TASK PROMPT
Every line below must be reproduced exactly. Copy them all.

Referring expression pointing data
<<<<

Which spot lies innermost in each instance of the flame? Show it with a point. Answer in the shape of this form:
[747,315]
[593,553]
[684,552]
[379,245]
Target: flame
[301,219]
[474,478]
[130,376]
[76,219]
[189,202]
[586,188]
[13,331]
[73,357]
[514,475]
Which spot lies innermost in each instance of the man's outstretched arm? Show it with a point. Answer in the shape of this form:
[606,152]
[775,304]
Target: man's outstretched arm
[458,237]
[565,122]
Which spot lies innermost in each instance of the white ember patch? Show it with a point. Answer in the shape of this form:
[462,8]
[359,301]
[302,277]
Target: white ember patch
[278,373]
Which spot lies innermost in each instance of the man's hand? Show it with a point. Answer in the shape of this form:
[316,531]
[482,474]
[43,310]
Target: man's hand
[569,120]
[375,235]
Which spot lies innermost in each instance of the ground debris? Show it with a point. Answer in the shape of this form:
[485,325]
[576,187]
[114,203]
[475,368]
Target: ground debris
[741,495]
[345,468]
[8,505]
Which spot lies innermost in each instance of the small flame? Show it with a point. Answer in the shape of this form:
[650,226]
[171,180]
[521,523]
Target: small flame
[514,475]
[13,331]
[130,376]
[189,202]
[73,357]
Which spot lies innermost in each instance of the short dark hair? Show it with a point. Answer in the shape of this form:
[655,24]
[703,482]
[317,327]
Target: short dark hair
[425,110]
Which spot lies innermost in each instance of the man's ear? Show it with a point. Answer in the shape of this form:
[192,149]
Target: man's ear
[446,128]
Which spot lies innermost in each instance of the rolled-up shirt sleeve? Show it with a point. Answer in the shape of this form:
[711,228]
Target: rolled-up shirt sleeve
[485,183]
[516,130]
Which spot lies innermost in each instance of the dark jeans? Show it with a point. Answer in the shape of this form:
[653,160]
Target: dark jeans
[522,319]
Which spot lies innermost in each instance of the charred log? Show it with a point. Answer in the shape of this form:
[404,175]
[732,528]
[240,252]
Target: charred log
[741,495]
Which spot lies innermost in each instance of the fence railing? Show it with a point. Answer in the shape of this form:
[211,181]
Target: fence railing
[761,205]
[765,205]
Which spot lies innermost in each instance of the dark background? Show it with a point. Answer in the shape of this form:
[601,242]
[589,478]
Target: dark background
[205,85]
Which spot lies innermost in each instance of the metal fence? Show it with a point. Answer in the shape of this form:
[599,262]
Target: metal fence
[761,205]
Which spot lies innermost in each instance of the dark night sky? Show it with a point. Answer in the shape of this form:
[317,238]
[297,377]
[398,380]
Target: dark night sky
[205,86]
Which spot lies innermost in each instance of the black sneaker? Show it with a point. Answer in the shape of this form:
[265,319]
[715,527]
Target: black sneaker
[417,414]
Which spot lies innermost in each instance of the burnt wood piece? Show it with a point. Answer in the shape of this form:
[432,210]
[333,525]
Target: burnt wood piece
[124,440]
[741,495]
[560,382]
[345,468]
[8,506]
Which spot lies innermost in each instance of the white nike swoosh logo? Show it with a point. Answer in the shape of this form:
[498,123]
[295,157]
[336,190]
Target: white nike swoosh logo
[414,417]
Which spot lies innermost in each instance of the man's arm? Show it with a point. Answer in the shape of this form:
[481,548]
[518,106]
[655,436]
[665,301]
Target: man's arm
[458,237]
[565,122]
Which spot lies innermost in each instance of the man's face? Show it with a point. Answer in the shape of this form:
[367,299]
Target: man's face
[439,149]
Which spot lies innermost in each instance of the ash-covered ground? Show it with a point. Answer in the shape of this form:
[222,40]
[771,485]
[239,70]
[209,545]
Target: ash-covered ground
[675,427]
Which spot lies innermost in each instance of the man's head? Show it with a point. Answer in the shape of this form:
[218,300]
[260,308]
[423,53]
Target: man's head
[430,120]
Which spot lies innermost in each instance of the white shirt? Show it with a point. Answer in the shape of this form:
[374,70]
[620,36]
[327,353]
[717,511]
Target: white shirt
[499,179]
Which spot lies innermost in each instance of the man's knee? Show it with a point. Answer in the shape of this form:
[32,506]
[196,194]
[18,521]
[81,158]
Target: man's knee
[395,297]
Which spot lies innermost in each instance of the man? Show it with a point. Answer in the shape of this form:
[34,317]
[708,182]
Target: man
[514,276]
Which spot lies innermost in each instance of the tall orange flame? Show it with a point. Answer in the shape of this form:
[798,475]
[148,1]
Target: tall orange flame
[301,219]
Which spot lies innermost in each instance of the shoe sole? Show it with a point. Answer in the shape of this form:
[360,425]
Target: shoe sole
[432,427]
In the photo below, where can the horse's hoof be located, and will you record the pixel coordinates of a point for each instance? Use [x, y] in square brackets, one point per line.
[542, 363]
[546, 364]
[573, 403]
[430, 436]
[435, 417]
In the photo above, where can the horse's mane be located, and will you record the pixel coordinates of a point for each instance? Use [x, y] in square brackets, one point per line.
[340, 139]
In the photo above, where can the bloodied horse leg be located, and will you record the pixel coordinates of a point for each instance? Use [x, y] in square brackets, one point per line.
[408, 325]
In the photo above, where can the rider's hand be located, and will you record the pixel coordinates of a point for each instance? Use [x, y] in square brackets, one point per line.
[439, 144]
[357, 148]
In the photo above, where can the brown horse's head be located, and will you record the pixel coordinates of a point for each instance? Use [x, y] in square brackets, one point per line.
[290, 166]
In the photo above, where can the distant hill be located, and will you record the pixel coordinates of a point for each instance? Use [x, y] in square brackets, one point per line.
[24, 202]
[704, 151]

>>>>

RESPONSE TO THIS EXERCISE
Which spot lies innermost in each instance of the flame? Show it with a point. Answer in the shape of this form:
[747,315]
[593,553]
[684,552]
[379,245]
Target: flame
[301,219]
[474,478]
[130,376]
[76,219]
[189,202]
[586,188]
[13,331]
[73,357]
[514,475]
Which spot lies innermost in each instance of the man's outstretched arm? Show it with a point. Answer in the shape of this form:
[606,152]
[775,304]
Target: man's outstretched arm
[458,237]
[565,122]
Which spot lies innermost in each instance of the white ember patch? Show it with a point. Answer in the shape of this form:
[462,8]
[359,301]
[302,277]
Target: white ember patch
[278,373]
Which spot lies innermost in each instance of the man's hand? Show it with a point. Answer in the shape of this form:
[316,531]
[482,474]
[43,310]
Target: man's hand
[569,120]
[375,235]
Which spot lies innermost in each instance of the ground debris? Show it with a point. Answer in the shape of this form:
[485,325]
[576,187]
[114,203]
[475,368]
Target: ground debris
[741,495]
[345,468]
[8,505]
Which spot lies innermost in each instance of the small flame? Show it with a point. Answer in the shape of this form:
[650,226]
[171,180]
[521,523]
Target: small flame
[514,475]
[13,331]
[130,376]
[189,202]
[73,357]
Which spot lies innermost in each instance of the short dark hair? Show it with a point. Answer in the shape of this form:
[655,24]
[703,482]
[317,327]
Target: short dark hair
[425,110]
Which spot lies innermost in each instance of the man's ear? Show it with a point. Answer in the shape of this form:
[192,149]
Target: man's ear
[446,128]
Which spot lies innermost in each instance of the rolled-up shirt sleeve? Show it with a point. Answer in the shape of this form:
[711,228]
Target: rolled-up shirt sleeve
[485,183]
[516,130]
Which spot lies innermost in each instance of the dark jeans? Show it with a point. Answer in the shape of this form:
[653,160]
Target: dark jeans
[522,319]
Which spot lies innermost in each instance of the charred log? Show it with a point. Answer in the shape of this form:
[404,175]
[732,528]
[240,252]
Target: charred log
[741,495]
Which spot lies innermost in each instance of the fence railing? Show it with a point. Answer in the shape of this form:
[211,181]
Target: fence railing
[761,205]
[765,205]
Which spot lies innermost in each instance of the dark background? Show it with a point. Answer in the shape of this form:
[601,242]
[589,478]
Target: dark background
[205,85]
Which spot lies innermost in each instance of the metal fence? Show it with a point. Answer in the shape of this form:
[599,262]
Target: metal fence
[761,205]
Which spot lies innermost in each instance of the dark night sky? Show it with a point. Answer in the shape of this form:
[317,238]
[297,377]
[398,380]
Target: dark night sky
[205,86]
Which spot lies innermost in each instance of the black sneaker? Show it with a point. Answer in the shape of this form:
[265,319]
[715,527]
Target: black sneaker
[417,414]
Which spot lies innermost in each instance of the burnt wood piece? Show it with a point. Answer in the shape of this form:
[432,210]
[333,525]
Target: burnt wood piece
[124,440]
[741,495]
[560,382]
[345,468]
[8,506]
Which spot lies innermost in each instance of the white nike swoosh logo? Show it with a point. Answer in the shape of this form:
[498,123]
[295,157]
[336,190]
Target: white nike swoosh logo
[414,417]
Which spot lies innermost in each instance of the man's arm? Show it with a point. Answer in the shape of this form:
[481,548]
[518,106]
[655,436]
[665,301]
Target: man's arm
[458,237]
[565,122]
Which spot lies innermost in each instance of the man's face? Show it with a point. Answer in the shape of this form:
[367,299]
Target: man's face
[439,149]
Which spot lies innermost in each instance of the ash-covered ground? Show it with a point. Answer in the shape of this form:
[222,40]
[771,485]
[239,70]
[209,545]
Target: ash-covered ground
[675,427]
Which spot lies innermost in each instance of the man's head? Show it with a point. Answer in the shape of this form:
[218,300]
[260,308]
[423,53]
Target: man's head
[430,120]
Which spot lies innermost in each instance of the white shirt? Show it with a point. Answer in the shape of this form:
[374,70]
[620,36]
[327,353]
[717,511]
Target: white shirt
[499,179]
Which spot lies innermost in each instance of the man's knee? Show it with a point. Answer in the shape of this form:
[32,506]
[196,194]
[18,521]
[81,158]
Target: man's knee
[395,297]
Which spot lies innermost in each instance of the man? Show it with a point. Answer in the shape of this form:
[34,317]
[708,182]
Target: man
[514,276]
Which spot lies innermost in each instance of the tall orange flame? Show it with a point. Answer in the shape of this form:
[798,475]
[148,1]
Target: tall orange flame
[301,219]
Which spot lies innermost in each instance of the shoe sole? Show it with a point. Answer in the shape of this form:
[360,425]
Target: shoe sole
[432,427]
In the photo below, where can the horse's hoof be located, and will you record the pixel coordinates of a point for each instance? Use [x, y] in square brackets, one point per line.
[542, 363]
[546, 364]
[573, 403]
[430, 436]
[435, 417]
In the photo above, where can the horse's mane be located, and will you record the pixel coordinates of a point for each instance? Use [x, y] in square brackets, one point per line.
[340, 139]
In the photo above, where can the bloodied horse leg be located, and will you record the pixel coordinates of a point for each instance? Use [x, y] in square brackets, one point per line.
[408, 325]
In the photo above, where can the rider's hand be located, and will you record the pixel coordinates of a point for each instance? Use [x, y] in square brackets, one point per line.
[439, 144]
[357, 148]
In the photo above, where can the brown horse's head be located, and will you record the pixel coordinates of a point for each instance? Use [x, y] in square brackets, one point per line.
[290, 166]
In the photo above, where can the distant hill be located, and will you record the pixel coordinates of a point for each instance? Use [x, y] in square brackets, one point per line.
[24, 202]
[704, 151]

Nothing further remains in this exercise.